_What you have to do_. Pick up the text about Marc Chagall after its last sentence and carry it on.

_Reading text_.
^^^^^^^^

Bowl is decorated with one of the many poetic, fairy-tale motifs from the artist's work. Finest Limoges porcelain from the French porcelain manufacturer Bernardaud. Size 27 x 23 cm. Dishwasher safe. © ADAGP, Paris, 2021 - Chagall ®

Portrait of the artist Marc Chagall

About Marc Chagall

1887-1985 - Russian-French painter

Marc Chagall is one of the greatest masters of the 20th century, whose work had a lasting influence on the art world. A unique mythteller of unbelievable creative power - a painter and poet.

The origin of his creations lies in the religious experiences of his childhood, ancient myths and legends. His favourite creatures are enchanted and dreamy figures in love, weightless and removed from reality. The light, open language of signs and the delicate floating of the pictorial motifs develop a charming language of fantasy. The viewer is overwhelmed by the harmony of the theme and the poetic beauty of the colours.

Marc Chagall describes his painting as the "happy vision of a desirable world" and understands it as a counter-image to reality.

Marc Chagall was born in 1887 to Jewish parents in the Belarusian city of Vitebsk. At the age of 20, he went to Saint Petersburg to study painting. There, he saw pictures of European Modernism for the first time and was so fascinated by them that he travelled to Paris in 1910. He rented a tiny workroom in the studio house "La Ruche", where his neighbours were Léger and Modigliani, and he met Soutine, Archipenko and the Delaunays. Chagall lived in the midst of the avant-garde, but he is neither interested in modern technology nor in taking a look ahead, but rather in how he can most effectively capture the nostalgic-poetic world of his childhood memories.

When he saw the colours and forms of the Cubists, he knew: With them, he could use them to depict the enchantment of the small town with its crooked wooden huts, as well as Jewish family celebrations, the frenzy of first love or the flying violinist as a symbol of Ahasver, the restless Jew.

^^^^^^^^

(Saved data entries)
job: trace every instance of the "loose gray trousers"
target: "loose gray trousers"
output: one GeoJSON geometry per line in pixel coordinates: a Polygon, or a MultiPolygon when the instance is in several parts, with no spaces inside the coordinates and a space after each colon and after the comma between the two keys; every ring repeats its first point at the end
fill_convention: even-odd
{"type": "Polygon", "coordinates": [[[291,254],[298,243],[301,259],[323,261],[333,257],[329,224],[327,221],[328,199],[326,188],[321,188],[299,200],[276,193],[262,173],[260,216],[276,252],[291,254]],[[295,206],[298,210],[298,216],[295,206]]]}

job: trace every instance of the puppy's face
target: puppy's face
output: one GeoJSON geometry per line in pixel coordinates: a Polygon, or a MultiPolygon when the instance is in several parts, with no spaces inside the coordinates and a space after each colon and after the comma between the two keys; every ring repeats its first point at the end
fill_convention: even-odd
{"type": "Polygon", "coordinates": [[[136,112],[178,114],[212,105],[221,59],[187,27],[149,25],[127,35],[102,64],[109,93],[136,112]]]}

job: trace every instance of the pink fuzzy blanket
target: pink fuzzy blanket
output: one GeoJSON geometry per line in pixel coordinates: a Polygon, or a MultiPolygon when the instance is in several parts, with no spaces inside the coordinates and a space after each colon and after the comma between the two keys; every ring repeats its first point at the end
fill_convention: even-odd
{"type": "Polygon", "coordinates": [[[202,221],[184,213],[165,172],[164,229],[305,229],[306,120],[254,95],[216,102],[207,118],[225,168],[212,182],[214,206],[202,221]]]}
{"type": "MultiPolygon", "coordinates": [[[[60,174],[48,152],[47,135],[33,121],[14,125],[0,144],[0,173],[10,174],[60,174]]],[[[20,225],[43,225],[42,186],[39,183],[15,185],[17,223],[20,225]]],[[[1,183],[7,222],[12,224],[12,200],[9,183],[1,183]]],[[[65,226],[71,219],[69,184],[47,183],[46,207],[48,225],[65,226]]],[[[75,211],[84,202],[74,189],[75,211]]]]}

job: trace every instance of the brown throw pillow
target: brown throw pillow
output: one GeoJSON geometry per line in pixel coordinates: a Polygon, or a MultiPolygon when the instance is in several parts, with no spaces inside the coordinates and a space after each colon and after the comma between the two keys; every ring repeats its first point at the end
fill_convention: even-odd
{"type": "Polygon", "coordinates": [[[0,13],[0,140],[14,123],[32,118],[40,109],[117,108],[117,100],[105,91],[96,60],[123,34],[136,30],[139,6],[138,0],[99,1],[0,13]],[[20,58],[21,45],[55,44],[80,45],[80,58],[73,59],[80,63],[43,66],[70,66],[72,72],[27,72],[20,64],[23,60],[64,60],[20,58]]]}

^^^^^^^^

_Response to this exercise_.
From then on, Chagall playfully fused set pieces of his memories with moments of Russian folklore, religion, nostalgia and fantasy - and succeeded: Herwarth Walden, Berlin art dealer and publisher of the magazine "Sturm," discovered Chagall in 1913 and immediately organised an exhibition in Berlin, making the young artist famous overnight.

Chagall spent the years of the First World War back in Vitebsk. He married his childhood sweetheart Bella Rosenfeld and briefly became "Commissioner for Fine Arts" in 1918, but in 1923 he moved back to Paris with his wife. The young artist was soon doing well in business: He had exhibitions, painted, and illustrated books and in 1930, he received the enormous commission to illustrate the Bible.

In 1941, Chagall and his family fled to the USA. The death of his wife in 1944 interrupted his creative flow for many months. Early nudes and couple paintings express Chagall's deep affection for her with strong erotic symbolism. These works are a hymn to the happiness of human harmony, and they depict the myth of man and woman.

When he returned to Paris in 1947, several European capitals held a retrospective exhibition of the now 60-year-old artist's work. Chagall's early paintings, which transport the viewer into a delicately coloured, non-political ideal world, are popular.

In depicting the ancient love story of "Daphnis and Chloé", Chagall also deals with personal changes in his private life. In 1952, he married the Russian Valentina Brodsky. On the Greek island of Paros, his new life began, that Chagall needed in order to be able to work in a sheltered way. These events are depicted in "Daphnis and Chloé". Spaces of silence alternate with exuberant festivities. But above all hovers the tangible love, detached from the burdens of human existence. Chagall worked intensively on this cycle for three years. The cycle, a series of 42 original colour lithographs, is a masterpiece of illustration in 20th-century art.

In addition to lithographs and bible illustrations, Chagall also created monumental art in public spaces: In the late 1950s, Chagall discovered stained glass. Until the 1970s, he designed windows for numerous large European churches, for a Jerusalem synagogue and the United Nations. At the same time, he created ceiling paintings for the Paris Opera and murals in Tel Aviv, Tokyo and New York. The very old Chagall worked tirelessly - but he was reluctant to talk about his paintings.